**Exercise goal:** An exact, complete copy of the entries below is required, minus any pictures.
** Opening Provided entries block **
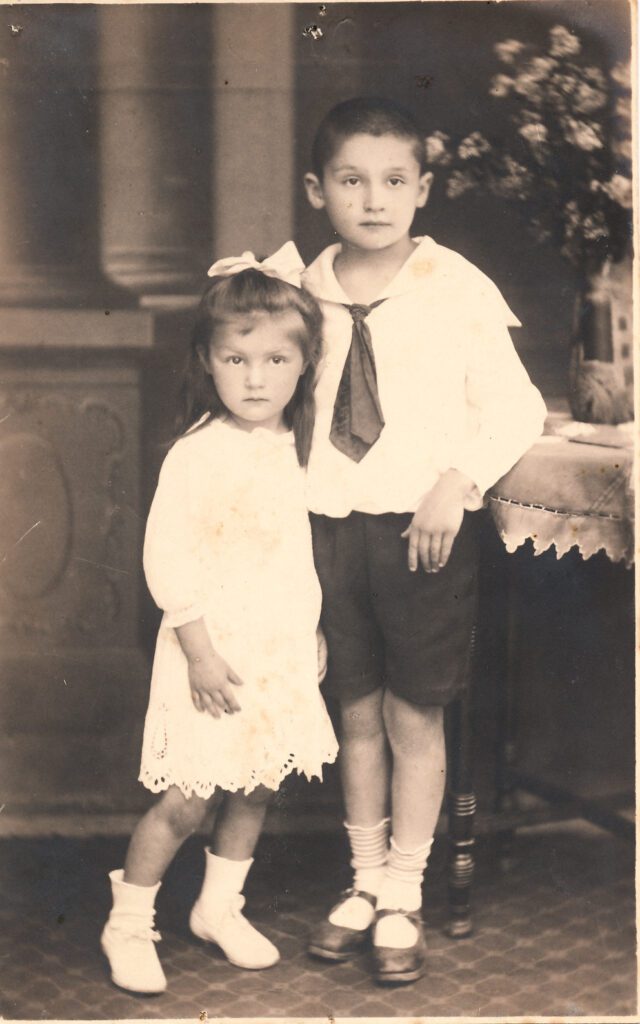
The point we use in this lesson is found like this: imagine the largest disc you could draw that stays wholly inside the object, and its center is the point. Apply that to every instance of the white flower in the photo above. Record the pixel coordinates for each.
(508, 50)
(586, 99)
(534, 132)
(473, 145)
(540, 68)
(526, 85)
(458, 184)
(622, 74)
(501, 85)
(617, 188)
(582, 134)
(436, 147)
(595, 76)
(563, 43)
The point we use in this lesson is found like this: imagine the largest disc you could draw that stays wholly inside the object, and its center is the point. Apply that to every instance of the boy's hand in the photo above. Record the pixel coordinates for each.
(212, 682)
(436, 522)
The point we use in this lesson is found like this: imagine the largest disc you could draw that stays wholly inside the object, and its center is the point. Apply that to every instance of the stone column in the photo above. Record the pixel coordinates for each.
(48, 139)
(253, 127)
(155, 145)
** Closing Provided entries block **
**Answer space:**
The point we use in this lesson is found like this: imagine the largest disc you could draw that stays wholly inside the object, and its center is the point. Apply that to every instance of the white flower in the photo above. Record the pixel coordinates for each.
(508, 50)
(586, 99)
(534, 132)
(473, 145)
(540, 68)
(526, 85)
(458, 184)
(622, 74)
(501, 85)
(617, 188)
(582, 134)
(436, 147)
(595, 76)
(563, 43)
The point we use in this lesson is found like this: imagine the largest disc you could draw that stays wholly inside the object, and its center is the point. Apply that to every instance of the boy's hand in the photo above. Record the pixel coordinates for each.
(212, 682)
(436, 522)
The point we use in this lesson is found like this: imagine the largest disc you could draw that stays wholly inside the object, and its center is the point. Apply that to every instance of the stone column in the photo above. Record the pixel coordinates for each.
(48, 139)
(253, 127)
(155, 145)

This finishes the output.